**Records provided**.
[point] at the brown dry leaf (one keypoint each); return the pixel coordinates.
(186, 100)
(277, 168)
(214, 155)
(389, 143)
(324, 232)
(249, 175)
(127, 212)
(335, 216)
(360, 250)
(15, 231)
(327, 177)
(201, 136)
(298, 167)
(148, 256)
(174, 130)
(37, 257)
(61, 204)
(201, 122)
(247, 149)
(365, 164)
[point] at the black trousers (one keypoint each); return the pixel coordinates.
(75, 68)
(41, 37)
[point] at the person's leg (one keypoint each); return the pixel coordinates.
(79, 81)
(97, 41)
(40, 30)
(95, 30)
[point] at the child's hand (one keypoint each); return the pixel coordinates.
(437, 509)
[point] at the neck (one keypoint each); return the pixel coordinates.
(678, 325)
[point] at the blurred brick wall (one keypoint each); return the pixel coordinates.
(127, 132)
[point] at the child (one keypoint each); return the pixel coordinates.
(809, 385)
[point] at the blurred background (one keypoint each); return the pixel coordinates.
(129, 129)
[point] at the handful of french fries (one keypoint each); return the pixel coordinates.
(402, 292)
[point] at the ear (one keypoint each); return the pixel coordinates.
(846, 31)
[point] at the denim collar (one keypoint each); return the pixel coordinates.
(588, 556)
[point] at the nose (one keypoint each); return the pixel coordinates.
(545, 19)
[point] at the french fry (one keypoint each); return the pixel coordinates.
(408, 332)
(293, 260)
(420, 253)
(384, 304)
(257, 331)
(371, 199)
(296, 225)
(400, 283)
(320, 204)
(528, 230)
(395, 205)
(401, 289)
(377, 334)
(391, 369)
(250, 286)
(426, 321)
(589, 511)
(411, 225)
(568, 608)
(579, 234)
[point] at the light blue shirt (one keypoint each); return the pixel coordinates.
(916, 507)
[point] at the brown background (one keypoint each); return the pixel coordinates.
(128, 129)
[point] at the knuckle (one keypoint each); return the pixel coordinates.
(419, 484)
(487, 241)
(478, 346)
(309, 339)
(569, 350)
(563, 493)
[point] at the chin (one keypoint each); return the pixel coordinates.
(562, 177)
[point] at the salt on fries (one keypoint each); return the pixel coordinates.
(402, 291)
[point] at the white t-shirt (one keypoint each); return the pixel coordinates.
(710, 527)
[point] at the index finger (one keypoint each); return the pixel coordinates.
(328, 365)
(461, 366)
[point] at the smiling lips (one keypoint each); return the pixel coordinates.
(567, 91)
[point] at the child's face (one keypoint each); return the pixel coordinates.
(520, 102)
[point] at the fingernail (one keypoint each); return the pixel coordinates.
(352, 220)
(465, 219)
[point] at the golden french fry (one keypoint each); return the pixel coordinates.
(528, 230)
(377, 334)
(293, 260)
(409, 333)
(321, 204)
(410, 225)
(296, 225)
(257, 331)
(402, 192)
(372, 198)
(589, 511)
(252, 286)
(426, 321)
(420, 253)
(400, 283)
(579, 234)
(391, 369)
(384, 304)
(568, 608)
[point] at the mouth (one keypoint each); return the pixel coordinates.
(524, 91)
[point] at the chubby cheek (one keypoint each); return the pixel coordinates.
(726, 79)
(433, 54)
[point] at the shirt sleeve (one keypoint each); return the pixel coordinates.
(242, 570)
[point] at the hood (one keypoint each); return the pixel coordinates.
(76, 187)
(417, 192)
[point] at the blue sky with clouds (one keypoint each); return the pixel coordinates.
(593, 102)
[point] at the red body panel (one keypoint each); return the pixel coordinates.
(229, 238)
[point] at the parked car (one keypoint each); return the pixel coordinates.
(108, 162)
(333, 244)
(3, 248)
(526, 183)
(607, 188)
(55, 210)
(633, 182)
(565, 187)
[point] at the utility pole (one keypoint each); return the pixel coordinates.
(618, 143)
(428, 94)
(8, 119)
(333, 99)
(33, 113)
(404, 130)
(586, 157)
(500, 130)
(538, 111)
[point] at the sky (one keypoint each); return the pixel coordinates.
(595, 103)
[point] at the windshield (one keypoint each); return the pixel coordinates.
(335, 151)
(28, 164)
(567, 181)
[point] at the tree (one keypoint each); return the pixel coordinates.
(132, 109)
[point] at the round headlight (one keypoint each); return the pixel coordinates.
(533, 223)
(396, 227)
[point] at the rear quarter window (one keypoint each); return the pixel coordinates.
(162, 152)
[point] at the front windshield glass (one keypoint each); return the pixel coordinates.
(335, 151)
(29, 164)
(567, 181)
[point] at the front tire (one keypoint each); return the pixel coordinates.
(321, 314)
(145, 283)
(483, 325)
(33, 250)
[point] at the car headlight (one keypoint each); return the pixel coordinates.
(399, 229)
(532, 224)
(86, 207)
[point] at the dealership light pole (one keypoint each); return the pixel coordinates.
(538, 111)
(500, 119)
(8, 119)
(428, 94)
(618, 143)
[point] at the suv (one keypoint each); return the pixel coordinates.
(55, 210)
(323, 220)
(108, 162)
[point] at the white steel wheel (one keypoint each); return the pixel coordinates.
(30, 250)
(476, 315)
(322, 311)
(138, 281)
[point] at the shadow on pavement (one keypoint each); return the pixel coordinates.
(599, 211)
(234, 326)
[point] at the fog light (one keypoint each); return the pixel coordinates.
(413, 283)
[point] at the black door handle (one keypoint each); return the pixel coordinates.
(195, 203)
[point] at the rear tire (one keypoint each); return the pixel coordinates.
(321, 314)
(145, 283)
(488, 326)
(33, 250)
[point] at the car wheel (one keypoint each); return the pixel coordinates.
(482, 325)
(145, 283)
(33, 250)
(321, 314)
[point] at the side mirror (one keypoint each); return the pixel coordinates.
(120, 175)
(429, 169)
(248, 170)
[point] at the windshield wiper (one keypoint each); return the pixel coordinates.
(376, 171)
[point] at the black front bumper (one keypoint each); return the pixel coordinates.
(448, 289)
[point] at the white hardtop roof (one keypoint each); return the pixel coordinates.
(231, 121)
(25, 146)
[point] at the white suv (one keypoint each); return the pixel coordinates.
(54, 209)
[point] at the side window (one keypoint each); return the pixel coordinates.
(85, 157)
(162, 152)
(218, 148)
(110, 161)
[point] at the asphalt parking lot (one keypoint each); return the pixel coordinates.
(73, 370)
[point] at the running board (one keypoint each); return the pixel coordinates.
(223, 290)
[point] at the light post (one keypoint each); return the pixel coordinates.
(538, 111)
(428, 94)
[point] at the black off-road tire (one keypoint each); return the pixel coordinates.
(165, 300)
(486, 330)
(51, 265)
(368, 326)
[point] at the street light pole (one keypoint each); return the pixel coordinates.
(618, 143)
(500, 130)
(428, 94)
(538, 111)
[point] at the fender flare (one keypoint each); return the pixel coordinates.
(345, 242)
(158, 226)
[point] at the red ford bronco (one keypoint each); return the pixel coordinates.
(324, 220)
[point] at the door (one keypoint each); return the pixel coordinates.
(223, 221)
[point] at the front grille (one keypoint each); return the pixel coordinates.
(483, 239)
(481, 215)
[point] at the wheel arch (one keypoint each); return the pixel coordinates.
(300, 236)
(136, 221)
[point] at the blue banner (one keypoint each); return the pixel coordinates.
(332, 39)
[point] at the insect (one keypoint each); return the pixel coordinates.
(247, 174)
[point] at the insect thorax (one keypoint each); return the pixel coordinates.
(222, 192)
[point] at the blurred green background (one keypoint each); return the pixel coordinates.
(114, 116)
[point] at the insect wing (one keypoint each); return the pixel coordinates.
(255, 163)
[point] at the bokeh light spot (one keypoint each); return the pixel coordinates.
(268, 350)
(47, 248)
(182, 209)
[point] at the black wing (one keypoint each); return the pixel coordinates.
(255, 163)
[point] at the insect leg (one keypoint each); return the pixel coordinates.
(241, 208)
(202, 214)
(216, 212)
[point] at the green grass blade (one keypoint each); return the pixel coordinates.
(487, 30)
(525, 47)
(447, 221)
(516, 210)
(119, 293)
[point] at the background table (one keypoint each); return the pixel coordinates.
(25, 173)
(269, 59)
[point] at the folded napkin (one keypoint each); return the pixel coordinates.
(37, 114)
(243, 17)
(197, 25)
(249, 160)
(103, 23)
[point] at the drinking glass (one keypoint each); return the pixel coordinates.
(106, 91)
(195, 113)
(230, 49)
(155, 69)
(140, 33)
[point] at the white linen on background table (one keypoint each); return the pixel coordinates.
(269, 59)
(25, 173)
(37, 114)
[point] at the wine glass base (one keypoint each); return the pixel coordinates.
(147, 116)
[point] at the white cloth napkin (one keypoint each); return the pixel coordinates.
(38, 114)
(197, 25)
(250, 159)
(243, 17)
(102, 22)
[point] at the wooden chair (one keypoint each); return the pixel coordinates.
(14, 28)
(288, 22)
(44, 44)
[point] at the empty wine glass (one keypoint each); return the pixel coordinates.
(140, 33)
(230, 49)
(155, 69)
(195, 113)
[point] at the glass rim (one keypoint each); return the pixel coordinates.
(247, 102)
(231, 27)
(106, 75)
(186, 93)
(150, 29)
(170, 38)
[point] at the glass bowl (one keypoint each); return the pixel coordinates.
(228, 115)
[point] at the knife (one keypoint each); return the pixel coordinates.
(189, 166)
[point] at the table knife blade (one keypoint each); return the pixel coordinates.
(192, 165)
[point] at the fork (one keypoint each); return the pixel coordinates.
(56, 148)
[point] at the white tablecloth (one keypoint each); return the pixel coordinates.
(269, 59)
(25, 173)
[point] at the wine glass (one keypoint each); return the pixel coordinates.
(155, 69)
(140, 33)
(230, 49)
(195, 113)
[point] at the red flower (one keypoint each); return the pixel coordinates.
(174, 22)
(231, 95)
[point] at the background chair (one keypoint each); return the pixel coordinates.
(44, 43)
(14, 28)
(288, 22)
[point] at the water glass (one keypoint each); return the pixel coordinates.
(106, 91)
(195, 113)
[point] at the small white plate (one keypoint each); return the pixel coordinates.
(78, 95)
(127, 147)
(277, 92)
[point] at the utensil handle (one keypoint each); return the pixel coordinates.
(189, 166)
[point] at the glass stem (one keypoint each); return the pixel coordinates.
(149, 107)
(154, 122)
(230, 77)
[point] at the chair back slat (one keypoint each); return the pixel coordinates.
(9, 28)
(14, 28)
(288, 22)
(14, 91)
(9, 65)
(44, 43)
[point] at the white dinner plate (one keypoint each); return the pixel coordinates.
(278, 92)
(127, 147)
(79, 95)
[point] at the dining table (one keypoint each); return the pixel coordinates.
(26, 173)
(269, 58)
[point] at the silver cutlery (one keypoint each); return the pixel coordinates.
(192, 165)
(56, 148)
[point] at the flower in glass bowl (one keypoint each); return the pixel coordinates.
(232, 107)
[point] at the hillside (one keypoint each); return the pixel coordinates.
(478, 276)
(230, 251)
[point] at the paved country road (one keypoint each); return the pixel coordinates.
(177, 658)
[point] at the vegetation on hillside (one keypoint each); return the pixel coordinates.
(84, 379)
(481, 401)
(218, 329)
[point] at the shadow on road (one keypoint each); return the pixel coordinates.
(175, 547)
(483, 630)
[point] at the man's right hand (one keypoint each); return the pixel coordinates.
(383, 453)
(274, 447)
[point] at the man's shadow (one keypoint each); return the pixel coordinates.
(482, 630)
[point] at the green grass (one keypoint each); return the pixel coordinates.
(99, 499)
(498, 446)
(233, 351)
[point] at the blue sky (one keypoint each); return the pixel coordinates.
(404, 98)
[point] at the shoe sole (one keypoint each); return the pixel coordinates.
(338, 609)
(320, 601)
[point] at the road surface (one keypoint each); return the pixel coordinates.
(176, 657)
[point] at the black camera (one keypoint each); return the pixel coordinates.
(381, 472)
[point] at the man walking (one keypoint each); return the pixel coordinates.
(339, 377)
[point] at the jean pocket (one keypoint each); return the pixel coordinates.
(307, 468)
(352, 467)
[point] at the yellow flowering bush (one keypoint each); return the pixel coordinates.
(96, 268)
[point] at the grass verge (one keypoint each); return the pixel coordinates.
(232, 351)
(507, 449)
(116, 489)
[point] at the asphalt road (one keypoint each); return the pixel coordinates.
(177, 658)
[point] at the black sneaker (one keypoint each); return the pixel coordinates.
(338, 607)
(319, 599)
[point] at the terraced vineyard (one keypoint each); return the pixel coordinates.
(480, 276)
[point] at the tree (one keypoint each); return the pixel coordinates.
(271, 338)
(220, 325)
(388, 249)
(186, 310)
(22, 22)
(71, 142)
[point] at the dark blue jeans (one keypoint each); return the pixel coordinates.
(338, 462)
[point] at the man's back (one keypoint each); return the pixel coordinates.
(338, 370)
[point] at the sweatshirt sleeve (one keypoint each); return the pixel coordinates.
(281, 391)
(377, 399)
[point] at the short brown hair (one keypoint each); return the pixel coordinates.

**Request**. Return precisely the lines of the records, starting with the line that holds "[point] at the black sneaker" and ending with the last one.

**Solution for this problem**.
[point] at the black sneaker (one keypoint each); return the pixel coordinates.
(338, 607)
(319, 599)
[point] at the terraced vineyard (one keypoint each); return the pixel coordinates.
(480, 276)
[point] at the tree (one keypoint each); return the pixel coordinates.
(271, 338)
(220, 325)
(388, 249)
(186, 310)
(22, 22)
(71, 142)
[point] at the dark blue jeans (one keypoint each); return the pixel coordinates.
(338, 462)
[point] at the man's back (one keypoint each); return the pixel coordinates.
(338, 370)
[point] at the sweatshirt sleeve (one keypoint each); return the pixel coordinates.
(281, 391)
(377, 399)
[point] at the short brown hair (one keypoint each); return the pixel coordinates.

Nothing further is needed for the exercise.